───── Dataset entries
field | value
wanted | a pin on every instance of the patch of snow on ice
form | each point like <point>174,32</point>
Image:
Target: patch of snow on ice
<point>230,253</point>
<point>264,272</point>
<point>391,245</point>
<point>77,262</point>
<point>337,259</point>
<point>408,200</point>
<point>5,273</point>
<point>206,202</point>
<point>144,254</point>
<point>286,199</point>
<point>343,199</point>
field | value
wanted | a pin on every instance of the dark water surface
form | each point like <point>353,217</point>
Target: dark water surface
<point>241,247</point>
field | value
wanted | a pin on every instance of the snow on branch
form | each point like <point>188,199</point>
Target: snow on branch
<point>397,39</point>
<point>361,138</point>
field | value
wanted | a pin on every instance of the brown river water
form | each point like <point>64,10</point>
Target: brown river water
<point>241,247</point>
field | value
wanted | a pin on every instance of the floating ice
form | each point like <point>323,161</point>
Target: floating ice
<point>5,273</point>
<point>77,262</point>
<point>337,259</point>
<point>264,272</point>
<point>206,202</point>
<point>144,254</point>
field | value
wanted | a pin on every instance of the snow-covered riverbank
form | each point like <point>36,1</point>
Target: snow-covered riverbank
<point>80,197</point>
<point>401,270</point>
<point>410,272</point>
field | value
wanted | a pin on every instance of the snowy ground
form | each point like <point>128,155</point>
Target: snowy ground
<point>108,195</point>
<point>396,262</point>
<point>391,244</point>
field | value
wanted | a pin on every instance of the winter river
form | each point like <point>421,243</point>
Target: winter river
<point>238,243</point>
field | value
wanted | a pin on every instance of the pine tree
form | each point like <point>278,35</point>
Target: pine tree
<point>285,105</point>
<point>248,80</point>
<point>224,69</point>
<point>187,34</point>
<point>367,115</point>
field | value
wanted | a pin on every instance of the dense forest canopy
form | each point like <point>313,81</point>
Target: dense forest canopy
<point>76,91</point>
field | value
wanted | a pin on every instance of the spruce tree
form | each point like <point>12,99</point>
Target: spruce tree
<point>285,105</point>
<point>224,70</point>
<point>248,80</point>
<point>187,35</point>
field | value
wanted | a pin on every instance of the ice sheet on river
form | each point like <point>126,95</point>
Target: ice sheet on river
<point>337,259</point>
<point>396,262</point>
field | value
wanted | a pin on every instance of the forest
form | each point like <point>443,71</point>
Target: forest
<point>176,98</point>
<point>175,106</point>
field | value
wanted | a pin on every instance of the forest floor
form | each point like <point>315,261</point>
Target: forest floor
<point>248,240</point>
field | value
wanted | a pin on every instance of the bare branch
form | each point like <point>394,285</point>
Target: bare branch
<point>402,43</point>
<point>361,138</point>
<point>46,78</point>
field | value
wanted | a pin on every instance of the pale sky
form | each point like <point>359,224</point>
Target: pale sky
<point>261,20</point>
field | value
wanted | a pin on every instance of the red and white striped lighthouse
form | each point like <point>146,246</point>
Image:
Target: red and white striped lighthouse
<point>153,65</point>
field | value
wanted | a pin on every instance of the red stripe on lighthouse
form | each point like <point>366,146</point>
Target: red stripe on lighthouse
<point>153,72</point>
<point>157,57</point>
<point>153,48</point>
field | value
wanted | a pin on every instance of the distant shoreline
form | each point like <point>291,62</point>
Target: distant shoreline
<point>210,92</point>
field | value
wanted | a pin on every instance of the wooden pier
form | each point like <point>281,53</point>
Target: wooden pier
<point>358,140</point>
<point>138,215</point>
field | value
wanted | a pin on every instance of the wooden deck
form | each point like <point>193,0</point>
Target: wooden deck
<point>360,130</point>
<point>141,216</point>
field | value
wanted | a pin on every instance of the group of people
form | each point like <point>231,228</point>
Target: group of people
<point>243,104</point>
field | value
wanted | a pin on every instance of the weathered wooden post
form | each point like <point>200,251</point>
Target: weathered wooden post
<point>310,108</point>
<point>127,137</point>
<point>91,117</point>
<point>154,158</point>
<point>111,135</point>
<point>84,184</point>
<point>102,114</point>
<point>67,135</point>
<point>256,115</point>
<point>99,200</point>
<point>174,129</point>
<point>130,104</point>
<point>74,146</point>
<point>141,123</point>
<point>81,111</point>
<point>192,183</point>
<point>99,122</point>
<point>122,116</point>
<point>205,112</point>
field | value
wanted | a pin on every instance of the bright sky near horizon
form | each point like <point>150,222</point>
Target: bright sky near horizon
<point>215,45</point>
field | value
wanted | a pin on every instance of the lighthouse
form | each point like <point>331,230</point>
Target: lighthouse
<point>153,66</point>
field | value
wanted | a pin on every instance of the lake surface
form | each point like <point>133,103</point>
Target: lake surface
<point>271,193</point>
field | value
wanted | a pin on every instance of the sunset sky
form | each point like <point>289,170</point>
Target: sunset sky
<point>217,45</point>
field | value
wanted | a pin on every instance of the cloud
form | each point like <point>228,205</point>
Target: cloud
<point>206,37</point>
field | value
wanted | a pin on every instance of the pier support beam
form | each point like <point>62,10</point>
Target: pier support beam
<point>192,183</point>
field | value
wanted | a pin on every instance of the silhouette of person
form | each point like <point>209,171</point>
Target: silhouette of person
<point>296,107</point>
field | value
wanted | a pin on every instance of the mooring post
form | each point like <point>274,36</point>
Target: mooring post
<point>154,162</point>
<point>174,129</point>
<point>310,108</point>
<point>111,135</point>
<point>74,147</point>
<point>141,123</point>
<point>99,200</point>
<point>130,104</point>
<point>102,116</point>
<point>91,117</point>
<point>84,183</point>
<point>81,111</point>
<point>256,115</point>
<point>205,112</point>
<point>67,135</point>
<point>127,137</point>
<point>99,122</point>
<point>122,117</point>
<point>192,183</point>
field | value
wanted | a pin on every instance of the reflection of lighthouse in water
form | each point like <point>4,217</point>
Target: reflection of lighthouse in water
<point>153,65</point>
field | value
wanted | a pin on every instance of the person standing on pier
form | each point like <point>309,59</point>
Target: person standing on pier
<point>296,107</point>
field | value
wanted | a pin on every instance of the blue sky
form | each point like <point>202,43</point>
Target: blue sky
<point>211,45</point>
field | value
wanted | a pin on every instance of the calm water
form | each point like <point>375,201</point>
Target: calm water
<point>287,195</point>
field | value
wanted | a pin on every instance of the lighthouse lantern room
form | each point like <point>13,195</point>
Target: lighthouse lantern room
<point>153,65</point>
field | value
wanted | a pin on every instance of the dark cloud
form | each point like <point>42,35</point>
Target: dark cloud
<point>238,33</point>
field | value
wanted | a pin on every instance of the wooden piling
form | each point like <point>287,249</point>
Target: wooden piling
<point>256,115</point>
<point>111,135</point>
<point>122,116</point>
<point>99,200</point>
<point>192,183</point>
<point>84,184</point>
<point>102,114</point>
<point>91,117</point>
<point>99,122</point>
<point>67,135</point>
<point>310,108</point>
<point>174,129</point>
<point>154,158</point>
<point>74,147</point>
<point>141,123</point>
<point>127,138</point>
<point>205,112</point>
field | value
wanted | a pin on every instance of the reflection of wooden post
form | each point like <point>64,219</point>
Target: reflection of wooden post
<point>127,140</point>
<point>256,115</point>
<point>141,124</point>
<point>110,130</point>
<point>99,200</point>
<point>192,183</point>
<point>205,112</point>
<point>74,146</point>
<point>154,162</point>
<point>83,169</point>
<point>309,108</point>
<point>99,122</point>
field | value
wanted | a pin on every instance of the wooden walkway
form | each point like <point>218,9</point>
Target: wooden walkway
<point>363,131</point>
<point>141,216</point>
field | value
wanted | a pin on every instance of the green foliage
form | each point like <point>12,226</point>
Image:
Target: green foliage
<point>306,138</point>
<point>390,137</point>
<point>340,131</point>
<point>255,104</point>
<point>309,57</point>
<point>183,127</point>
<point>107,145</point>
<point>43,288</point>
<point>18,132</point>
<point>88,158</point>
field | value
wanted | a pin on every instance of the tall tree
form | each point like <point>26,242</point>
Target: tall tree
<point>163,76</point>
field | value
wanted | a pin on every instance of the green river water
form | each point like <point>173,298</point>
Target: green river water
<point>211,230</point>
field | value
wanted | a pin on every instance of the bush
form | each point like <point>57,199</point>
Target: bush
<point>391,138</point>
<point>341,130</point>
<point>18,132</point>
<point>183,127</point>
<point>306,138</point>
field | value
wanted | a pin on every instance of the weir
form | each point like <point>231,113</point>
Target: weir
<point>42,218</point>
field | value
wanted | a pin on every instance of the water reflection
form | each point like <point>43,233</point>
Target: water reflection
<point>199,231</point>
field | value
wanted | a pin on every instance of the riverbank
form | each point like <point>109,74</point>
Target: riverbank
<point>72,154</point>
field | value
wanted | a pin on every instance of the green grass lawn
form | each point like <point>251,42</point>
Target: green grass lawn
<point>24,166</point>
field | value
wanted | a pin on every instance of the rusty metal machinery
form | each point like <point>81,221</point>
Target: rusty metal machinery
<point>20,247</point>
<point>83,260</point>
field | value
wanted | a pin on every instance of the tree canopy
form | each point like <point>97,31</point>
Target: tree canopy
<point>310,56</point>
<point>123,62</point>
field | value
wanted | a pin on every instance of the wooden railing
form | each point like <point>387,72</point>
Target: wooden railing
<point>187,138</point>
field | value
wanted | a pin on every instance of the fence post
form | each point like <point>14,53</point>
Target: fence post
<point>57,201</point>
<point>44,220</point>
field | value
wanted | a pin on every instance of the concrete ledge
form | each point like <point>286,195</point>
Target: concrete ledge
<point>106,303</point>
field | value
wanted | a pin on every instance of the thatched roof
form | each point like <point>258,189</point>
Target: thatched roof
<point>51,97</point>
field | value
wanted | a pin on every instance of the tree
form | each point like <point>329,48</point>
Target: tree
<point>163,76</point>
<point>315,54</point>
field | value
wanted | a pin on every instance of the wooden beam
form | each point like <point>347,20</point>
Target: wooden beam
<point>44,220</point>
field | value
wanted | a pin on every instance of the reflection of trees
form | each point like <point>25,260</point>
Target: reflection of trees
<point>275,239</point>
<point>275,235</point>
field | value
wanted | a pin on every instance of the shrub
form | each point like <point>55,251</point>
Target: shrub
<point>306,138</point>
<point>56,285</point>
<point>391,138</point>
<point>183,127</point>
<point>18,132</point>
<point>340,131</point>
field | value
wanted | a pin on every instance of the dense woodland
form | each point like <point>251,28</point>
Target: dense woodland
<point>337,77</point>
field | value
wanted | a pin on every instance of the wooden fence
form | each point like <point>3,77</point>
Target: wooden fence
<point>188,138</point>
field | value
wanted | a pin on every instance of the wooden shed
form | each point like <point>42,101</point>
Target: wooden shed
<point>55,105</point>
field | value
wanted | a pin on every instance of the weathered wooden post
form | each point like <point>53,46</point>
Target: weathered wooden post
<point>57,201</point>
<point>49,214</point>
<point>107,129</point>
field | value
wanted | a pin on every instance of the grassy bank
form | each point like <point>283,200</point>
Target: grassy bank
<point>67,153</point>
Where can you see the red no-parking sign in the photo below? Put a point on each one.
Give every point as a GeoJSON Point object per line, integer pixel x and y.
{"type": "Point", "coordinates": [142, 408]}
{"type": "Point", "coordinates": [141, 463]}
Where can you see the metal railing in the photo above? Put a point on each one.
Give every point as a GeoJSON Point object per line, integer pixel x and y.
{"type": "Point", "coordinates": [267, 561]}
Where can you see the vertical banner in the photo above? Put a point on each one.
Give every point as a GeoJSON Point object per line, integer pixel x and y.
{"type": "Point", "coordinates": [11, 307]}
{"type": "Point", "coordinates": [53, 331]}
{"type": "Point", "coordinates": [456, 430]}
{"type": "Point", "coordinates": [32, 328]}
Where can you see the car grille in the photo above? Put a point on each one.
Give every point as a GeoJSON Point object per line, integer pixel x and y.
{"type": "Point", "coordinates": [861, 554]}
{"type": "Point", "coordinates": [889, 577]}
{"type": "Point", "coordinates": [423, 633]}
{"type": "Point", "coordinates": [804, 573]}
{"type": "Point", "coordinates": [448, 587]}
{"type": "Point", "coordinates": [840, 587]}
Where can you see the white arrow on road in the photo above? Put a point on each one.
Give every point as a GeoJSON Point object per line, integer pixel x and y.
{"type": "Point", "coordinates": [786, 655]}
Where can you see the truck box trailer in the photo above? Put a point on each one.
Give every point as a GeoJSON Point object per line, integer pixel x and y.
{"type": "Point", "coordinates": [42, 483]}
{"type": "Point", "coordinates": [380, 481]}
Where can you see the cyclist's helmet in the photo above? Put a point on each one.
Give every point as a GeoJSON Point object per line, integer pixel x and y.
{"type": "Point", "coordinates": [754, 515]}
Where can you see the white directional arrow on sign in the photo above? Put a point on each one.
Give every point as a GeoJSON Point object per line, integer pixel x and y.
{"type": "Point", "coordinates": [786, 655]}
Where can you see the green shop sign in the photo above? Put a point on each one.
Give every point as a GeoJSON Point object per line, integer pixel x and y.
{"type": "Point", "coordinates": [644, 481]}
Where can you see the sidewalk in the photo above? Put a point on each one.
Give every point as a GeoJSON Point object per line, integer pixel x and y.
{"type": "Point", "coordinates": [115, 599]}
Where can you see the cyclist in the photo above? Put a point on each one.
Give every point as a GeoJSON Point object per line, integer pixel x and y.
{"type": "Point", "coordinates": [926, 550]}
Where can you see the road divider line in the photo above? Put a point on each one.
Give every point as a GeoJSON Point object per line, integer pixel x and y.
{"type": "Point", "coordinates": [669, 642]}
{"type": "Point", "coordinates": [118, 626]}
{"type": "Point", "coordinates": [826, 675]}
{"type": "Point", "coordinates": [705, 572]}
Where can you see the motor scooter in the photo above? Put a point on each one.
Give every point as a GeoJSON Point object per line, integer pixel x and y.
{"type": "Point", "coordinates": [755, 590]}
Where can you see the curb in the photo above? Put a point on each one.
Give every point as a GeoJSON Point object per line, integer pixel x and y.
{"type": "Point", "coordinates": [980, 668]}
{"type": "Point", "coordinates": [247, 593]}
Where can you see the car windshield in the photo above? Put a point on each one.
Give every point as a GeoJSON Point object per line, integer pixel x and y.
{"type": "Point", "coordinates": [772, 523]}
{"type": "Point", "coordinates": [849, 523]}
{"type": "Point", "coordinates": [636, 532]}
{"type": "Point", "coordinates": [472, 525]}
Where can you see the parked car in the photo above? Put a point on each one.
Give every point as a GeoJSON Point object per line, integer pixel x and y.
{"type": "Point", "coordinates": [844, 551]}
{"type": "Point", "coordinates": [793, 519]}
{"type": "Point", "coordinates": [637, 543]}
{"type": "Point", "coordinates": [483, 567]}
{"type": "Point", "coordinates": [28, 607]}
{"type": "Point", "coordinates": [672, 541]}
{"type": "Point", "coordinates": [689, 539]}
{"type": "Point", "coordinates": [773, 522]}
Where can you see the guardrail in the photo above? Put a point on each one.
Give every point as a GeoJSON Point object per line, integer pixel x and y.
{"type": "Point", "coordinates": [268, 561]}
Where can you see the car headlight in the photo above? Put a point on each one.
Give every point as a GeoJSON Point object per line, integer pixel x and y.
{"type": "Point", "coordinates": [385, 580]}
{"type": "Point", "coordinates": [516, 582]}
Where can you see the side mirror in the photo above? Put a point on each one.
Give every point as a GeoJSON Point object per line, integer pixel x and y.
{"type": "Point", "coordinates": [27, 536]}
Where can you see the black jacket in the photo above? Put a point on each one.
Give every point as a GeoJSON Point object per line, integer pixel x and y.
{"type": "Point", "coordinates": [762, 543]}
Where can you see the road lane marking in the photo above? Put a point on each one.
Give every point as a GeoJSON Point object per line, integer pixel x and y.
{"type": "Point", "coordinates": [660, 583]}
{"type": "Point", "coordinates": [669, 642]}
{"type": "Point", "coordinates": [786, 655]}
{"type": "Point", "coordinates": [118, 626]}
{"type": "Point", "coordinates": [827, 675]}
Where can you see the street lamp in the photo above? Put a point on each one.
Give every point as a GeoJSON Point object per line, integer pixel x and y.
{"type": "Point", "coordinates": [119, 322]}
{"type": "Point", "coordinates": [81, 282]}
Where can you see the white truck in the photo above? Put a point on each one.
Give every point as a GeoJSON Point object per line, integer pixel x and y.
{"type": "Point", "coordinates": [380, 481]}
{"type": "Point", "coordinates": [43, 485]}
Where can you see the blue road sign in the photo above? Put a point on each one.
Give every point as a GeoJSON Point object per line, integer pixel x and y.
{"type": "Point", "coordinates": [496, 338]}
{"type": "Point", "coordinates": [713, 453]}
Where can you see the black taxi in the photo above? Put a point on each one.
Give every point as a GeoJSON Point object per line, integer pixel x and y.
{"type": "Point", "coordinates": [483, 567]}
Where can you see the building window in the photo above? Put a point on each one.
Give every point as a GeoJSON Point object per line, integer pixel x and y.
──────────
Check each line of the records above for "truck", and copy those that have it.

* Solution to this problem *
Where can you see the truck box trailer in the photo above? Put a point on each one.
Where can you see the white truck in the photo above? Put a point on each one.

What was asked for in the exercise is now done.